◆ Information supplied

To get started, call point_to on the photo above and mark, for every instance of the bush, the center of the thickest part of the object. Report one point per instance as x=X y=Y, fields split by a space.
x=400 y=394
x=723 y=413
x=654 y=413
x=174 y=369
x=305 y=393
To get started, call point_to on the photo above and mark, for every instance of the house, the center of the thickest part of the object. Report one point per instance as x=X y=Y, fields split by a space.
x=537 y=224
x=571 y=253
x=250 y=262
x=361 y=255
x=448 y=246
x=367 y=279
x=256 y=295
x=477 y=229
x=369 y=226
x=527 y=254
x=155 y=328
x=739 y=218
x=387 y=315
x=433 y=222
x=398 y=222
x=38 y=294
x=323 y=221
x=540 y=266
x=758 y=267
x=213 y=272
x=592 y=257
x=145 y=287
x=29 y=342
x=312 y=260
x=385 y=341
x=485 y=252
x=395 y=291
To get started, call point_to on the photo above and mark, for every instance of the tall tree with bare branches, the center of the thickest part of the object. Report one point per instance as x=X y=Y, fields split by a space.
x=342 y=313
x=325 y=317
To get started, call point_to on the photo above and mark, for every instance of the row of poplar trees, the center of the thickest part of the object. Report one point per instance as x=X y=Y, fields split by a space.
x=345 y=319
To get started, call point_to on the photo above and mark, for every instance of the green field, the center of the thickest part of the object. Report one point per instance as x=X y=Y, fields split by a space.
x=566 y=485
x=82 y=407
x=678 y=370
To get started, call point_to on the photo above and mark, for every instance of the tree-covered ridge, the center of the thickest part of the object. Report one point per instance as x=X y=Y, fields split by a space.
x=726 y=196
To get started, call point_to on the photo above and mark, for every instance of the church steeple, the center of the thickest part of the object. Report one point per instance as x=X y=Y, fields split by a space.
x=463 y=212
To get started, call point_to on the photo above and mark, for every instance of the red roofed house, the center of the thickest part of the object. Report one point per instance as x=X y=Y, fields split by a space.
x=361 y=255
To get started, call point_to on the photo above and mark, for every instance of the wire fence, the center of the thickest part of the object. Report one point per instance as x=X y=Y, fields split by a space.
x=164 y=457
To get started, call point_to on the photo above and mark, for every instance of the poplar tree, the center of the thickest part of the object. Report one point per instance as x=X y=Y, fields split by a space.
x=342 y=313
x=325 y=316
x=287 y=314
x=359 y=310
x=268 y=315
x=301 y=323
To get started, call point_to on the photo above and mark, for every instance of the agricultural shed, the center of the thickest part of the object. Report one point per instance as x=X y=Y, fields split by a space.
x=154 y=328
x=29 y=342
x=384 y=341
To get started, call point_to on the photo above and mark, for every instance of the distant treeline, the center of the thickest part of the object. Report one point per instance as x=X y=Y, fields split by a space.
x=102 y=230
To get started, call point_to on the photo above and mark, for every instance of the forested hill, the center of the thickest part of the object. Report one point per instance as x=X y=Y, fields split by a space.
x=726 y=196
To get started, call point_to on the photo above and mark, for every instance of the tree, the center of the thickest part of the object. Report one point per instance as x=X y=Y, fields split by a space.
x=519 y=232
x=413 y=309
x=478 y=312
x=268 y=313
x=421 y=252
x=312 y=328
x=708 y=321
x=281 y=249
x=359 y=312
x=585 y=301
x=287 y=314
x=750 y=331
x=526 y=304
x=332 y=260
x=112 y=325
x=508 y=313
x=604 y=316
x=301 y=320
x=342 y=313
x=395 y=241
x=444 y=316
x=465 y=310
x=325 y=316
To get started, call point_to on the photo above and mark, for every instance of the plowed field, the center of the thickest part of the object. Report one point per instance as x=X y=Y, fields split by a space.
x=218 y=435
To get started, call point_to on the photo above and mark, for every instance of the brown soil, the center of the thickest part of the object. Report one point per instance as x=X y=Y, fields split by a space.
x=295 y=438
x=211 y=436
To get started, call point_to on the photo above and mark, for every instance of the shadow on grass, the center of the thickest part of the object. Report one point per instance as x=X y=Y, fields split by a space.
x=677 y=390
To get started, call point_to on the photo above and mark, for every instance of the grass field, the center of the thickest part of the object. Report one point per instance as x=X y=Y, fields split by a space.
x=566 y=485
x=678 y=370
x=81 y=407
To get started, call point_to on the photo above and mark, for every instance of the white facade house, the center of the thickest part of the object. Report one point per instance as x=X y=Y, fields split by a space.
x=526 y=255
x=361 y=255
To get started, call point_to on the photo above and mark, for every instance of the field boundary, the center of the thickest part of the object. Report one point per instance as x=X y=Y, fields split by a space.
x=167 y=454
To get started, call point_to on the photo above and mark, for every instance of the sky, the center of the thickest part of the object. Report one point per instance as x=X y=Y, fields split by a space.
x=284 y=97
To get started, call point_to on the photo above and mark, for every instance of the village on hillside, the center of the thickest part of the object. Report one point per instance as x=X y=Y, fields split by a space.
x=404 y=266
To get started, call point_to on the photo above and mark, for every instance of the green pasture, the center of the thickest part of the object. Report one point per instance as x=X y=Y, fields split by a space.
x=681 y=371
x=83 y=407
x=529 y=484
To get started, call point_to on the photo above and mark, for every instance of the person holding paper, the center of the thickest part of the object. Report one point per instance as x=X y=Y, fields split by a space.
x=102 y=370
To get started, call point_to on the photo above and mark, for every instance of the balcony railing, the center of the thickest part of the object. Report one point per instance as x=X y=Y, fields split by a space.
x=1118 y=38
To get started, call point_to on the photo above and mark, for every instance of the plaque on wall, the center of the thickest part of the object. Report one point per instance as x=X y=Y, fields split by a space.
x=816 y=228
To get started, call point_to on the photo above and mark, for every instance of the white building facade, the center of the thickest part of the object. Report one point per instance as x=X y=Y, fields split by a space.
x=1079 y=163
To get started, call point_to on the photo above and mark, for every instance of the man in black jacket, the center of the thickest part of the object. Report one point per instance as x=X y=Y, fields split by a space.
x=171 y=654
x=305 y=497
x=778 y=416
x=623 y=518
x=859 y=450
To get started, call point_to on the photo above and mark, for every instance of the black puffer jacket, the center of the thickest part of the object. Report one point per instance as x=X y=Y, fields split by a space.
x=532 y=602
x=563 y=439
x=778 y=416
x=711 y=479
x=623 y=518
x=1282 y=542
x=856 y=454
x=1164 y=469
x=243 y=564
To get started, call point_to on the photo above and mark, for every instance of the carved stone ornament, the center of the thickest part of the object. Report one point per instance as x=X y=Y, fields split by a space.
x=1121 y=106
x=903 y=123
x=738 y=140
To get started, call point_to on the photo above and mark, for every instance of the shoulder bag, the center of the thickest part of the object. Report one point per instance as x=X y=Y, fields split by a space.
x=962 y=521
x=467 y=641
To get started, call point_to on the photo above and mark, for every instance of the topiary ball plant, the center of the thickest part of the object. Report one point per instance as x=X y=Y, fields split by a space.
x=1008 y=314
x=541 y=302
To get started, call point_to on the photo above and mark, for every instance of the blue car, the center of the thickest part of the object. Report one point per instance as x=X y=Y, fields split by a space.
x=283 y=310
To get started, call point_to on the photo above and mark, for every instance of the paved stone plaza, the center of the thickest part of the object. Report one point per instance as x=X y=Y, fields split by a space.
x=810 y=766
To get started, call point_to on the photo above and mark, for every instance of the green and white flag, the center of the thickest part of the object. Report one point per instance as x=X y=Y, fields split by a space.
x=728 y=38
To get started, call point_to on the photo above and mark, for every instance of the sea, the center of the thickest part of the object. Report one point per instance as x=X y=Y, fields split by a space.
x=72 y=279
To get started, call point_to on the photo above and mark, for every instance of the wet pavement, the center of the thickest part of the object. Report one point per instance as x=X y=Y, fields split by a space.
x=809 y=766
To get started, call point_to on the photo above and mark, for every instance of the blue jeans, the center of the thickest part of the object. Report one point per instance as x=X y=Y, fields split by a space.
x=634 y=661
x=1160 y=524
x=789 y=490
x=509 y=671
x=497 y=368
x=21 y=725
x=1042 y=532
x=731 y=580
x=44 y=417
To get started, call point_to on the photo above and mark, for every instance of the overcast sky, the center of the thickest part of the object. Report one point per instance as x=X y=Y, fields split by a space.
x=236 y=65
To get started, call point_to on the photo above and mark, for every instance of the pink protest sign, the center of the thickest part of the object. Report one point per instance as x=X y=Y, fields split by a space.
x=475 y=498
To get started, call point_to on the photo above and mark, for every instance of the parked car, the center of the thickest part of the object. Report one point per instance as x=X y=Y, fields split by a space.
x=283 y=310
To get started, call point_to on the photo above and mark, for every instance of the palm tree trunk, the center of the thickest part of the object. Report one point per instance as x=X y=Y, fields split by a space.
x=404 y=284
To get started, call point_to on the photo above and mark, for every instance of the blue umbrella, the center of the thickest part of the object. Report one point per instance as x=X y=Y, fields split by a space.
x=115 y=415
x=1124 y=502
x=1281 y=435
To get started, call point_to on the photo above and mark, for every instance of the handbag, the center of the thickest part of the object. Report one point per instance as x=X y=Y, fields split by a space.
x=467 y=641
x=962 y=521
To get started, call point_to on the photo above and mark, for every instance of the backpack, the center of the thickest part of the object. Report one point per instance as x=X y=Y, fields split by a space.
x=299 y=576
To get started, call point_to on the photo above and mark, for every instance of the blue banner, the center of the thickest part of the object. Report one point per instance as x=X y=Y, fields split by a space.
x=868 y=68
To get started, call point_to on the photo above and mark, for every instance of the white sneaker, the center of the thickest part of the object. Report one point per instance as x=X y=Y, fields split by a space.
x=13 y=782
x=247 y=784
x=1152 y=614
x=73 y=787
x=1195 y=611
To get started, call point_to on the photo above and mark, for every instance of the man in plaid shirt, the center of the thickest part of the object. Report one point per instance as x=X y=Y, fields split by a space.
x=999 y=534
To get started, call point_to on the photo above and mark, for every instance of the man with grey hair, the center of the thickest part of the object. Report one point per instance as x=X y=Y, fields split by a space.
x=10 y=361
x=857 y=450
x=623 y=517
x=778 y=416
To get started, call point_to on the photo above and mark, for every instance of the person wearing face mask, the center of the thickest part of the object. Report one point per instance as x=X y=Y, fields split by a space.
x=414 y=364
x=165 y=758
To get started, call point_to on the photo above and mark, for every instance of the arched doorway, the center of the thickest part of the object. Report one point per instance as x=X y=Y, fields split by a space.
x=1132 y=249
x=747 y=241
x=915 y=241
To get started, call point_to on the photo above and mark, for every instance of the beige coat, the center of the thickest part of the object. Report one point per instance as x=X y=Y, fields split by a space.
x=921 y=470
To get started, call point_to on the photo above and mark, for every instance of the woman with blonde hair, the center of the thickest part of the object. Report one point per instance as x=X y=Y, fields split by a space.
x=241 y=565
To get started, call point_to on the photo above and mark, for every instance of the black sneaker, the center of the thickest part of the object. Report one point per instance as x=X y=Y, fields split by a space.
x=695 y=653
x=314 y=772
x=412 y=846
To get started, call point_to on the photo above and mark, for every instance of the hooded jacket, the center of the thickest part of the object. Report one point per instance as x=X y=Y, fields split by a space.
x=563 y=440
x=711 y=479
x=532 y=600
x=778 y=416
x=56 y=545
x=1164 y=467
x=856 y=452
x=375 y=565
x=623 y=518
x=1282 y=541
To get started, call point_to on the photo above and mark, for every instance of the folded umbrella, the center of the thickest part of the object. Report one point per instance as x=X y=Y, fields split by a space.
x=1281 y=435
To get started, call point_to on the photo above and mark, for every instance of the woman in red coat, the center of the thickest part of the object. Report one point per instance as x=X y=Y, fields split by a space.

◆ Set problem
Give back only the lines from the one containing "of the plowed" through the one containing "x=218 y=435", with "plowed field" changed to "tilled field" and everything else left as it is.

◆ Response for this exercise
To get started, call point_to on the photo above and mark, for every instance of the tilled field, the center of the thickest part of the object. Report one point per instance as x=X y=Y, fields split by a space.
x=218 y=435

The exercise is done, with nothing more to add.